▶ [Problem description] Run through the records and, wherever a line holds the word "tire", return that line.
----- Raw data
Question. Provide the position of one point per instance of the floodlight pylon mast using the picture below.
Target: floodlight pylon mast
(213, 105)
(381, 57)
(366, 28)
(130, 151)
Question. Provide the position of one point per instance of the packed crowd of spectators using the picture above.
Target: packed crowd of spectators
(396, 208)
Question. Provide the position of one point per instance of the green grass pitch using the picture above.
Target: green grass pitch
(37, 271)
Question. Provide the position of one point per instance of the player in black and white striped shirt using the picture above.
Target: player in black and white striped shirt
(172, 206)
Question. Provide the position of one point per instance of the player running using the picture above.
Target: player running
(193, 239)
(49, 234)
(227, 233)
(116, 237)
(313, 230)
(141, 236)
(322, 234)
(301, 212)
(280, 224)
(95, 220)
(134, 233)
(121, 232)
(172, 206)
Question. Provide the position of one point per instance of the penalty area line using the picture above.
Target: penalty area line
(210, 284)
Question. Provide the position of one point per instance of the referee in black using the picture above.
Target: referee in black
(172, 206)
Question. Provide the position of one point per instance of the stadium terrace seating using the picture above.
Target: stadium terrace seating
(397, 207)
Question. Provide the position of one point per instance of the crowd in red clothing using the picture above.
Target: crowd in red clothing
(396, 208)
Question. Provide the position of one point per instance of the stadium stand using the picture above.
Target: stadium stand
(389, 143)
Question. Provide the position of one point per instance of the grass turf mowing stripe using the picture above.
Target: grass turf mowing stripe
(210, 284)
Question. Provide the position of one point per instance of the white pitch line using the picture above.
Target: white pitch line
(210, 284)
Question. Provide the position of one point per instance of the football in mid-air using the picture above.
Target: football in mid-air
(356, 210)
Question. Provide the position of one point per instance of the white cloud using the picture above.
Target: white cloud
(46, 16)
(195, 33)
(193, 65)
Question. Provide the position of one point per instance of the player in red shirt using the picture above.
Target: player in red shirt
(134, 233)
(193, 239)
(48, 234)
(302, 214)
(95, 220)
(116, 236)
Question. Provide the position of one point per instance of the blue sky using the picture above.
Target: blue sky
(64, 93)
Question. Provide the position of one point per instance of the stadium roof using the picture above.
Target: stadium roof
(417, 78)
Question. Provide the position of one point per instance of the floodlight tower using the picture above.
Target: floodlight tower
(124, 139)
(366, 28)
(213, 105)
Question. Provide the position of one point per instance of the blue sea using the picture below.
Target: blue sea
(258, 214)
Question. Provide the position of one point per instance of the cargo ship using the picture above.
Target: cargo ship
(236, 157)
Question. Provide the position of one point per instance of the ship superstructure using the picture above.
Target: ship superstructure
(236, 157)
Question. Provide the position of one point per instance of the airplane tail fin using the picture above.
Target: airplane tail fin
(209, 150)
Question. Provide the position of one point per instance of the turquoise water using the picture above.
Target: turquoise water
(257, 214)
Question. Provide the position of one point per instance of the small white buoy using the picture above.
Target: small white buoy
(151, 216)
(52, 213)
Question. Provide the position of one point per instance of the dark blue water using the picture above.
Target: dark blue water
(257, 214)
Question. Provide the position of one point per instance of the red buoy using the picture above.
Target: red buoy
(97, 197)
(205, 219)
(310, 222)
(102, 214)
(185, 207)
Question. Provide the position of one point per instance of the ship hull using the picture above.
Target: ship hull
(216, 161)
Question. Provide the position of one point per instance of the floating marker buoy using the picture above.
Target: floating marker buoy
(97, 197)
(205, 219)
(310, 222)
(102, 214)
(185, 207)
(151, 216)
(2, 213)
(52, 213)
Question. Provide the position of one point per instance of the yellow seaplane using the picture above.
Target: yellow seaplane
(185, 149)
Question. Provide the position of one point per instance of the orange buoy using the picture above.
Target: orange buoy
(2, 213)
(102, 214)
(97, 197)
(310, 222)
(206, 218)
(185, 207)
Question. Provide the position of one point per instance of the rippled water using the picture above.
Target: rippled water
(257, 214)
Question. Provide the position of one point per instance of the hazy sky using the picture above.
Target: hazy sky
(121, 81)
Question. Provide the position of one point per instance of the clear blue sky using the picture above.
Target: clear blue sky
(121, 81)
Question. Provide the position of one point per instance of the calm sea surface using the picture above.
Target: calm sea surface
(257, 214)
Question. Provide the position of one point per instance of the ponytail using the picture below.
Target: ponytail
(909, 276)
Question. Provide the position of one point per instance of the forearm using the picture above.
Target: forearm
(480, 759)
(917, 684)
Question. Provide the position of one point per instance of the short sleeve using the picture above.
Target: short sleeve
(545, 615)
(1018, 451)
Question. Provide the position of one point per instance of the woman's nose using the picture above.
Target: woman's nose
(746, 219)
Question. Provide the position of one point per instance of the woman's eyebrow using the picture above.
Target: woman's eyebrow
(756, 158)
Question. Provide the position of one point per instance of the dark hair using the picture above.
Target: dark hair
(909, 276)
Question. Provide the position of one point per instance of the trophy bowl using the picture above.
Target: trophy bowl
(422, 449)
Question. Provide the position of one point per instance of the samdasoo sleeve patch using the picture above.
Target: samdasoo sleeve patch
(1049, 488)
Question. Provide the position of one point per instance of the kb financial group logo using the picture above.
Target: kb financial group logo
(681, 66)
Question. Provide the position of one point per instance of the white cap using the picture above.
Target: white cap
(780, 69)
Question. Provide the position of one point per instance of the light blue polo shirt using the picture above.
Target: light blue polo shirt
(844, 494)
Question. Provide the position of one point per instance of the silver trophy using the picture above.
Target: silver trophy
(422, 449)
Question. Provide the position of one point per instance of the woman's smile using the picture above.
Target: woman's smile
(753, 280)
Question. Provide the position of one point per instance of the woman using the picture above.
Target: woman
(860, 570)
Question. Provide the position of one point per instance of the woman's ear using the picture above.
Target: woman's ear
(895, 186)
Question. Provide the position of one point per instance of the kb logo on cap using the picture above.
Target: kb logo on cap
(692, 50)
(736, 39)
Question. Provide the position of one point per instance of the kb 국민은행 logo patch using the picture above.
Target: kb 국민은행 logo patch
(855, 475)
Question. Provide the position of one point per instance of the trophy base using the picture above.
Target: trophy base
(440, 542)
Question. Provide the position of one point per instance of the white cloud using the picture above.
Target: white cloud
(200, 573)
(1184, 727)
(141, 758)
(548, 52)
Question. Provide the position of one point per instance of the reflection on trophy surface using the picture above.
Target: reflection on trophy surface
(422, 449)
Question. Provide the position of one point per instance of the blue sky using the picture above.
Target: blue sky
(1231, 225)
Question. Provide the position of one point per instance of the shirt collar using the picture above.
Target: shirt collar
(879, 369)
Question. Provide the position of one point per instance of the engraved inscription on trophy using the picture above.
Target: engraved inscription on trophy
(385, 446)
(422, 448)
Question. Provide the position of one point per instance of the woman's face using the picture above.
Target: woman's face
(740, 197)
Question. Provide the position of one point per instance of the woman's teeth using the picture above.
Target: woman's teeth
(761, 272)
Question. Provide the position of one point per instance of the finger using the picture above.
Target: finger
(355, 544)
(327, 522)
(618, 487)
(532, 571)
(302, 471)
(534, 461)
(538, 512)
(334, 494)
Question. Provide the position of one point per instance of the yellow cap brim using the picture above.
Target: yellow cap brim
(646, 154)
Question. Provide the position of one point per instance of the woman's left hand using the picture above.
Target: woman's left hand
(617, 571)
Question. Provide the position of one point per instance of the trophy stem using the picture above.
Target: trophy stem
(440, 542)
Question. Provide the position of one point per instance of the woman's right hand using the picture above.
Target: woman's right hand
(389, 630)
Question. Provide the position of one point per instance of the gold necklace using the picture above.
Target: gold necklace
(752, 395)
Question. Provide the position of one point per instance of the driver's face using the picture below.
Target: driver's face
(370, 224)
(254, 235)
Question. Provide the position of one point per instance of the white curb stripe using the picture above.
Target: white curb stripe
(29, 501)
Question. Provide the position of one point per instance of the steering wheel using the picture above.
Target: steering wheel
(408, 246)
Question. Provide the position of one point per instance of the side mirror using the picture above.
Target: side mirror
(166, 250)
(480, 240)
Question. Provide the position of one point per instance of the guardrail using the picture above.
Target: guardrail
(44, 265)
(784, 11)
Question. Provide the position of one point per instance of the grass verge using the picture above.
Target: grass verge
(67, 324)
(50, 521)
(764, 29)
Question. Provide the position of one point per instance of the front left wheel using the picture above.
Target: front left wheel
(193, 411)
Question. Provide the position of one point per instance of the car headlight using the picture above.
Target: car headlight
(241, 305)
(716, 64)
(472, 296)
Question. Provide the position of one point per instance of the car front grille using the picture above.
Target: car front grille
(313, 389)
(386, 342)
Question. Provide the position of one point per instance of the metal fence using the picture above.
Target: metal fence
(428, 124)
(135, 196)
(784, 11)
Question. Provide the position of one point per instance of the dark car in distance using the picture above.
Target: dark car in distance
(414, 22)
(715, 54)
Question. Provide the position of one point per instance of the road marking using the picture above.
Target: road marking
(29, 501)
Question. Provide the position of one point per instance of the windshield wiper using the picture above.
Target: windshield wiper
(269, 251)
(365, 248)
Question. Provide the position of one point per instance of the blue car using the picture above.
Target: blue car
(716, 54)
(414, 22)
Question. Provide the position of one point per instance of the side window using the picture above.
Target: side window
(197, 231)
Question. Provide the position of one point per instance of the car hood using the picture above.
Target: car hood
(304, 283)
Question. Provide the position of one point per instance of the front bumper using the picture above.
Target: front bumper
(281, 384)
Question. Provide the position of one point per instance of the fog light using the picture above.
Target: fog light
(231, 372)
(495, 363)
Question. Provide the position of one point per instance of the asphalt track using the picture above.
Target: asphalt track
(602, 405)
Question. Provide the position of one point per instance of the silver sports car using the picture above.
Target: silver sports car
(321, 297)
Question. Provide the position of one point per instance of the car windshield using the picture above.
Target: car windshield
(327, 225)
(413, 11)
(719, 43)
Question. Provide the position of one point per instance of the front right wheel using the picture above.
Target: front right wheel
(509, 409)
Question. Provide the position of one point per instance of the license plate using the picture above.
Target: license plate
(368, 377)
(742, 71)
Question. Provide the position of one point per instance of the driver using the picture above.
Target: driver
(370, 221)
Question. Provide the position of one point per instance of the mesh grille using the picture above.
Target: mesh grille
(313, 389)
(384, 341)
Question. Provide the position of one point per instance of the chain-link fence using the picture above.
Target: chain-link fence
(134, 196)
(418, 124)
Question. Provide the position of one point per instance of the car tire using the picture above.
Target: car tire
----------
▶ [Answer]
Question. Provide the position of one point per instance of the car tire using the picture above.
Target: car tire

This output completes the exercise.